Exercise: For the records that follow, please set down exactly the lines between the one holding "Could you please locate the yellow" and the one holding "Could you please locate the blue", inclusive, and only those.
[Data extract — start]
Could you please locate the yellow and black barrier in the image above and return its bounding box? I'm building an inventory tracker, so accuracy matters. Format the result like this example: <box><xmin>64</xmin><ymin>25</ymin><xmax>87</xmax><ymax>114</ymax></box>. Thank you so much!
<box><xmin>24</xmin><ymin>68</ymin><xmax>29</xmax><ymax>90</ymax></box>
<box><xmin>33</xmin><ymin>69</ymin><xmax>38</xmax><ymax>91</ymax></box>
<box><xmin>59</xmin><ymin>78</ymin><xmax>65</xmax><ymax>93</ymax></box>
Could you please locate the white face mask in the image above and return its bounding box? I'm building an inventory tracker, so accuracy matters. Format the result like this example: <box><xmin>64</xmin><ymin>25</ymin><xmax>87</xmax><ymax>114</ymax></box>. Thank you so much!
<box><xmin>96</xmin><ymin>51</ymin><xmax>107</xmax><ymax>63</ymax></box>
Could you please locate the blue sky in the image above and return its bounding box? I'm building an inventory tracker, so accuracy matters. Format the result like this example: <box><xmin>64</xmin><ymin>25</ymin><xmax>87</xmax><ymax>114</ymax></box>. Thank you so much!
[Data extract — finish]
[Data extract — start]
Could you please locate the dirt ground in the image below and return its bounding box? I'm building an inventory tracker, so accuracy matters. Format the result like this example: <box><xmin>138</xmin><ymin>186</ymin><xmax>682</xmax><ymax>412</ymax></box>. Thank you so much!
[Data extract — finish]
[Data extract — start]
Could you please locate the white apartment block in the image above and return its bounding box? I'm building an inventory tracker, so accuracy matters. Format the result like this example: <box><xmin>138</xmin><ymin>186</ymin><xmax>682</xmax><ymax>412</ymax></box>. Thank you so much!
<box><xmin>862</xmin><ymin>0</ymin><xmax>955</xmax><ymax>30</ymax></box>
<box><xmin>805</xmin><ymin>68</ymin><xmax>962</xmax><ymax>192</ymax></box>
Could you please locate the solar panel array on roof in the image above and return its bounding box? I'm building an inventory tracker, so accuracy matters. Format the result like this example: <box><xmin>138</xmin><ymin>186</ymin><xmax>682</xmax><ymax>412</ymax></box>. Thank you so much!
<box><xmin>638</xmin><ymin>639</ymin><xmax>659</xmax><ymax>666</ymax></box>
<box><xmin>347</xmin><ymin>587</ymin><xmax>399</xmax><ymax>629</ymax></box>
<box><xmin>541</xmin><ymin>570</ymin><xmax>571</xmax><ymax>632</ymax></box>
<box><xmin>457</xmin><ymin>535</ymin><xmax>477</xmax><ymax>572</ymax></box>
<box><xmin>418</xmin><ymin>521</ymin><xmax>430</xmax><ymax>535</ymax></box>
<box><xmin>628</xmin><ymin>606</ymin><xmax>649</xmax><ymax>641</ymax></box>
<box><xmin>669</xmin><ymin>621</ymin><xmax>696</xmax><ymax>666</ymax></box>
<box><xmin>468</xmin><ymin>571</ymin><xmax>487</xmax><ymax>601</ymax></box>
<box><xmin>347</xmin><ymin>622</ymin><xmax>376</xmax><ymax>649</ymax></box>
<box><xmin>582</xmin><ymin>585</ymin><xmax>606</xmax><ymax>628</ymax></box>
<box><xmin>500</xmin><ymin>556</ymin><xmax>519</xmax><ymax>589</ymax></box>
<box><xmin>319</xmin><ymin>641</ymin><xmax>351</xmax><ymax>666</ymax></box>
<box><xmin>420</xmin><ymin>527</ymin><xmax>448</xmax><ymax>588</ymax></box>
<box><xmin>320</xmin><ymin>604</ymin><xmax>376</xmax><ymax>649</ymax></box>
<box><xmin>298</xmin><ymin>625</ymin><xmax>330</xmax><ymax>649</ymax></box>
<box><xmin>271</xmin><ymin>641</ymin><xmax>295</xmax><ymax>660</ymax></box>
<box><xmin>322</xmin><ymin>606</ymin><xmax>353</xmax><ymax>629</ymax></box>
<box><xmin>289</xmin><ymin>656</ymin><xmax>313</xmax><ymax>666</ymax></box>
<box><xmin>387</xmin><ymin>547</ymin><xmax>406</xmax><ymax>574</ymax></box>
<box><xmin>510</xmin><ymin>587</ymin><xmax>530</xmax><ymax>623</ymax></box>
[Data extract — finish]
Expected output:
Could you please locate the yellow and black barrier in the image above and return its bounding box? I'm building an inventory tracker, so accuracy matters. Format the result like this example: <box><xmin>64</xmin><ymin>25</ymin><xmax>87</xmax><ymax>114</ymax></box>. Thank you so much!
<box><xmin>24</xmin><ymin>68</ymin><xmax>29</xmax><ymax>90</ymax></box>
<box><xmin>33</xmin><ymin>69</ymin><xmax>38</xmax><ymax>91</ymax></box>
<box><xmin>59</xmin><ymin>78</ymin><xmax>65</xmax><ymax>93</ymax></box>
Could you please locate the white face mask in the image above and return its bounding box? I'm building an inventory tracker, so accuracy matters. Format the result like this example: <box><xmin>64</xmin><ymin>25</ymin><xmax>87</xmax><ymax>114</ymax></box>. Thank you so much!
<box><xmin>96</xmin><ymin>51</ymin><xmax>107</xmax><ymax>63</ymax></box>
Could you please locate the blue sky in the image above and return its bounding box? I'm building an inventory tracker, so accuracy matters. Format the result like this example: <box><xmin>64</xmin><ymin>25</ymin><xmax>87</xmax><ymax>114</ymax></box>. Thank you so much!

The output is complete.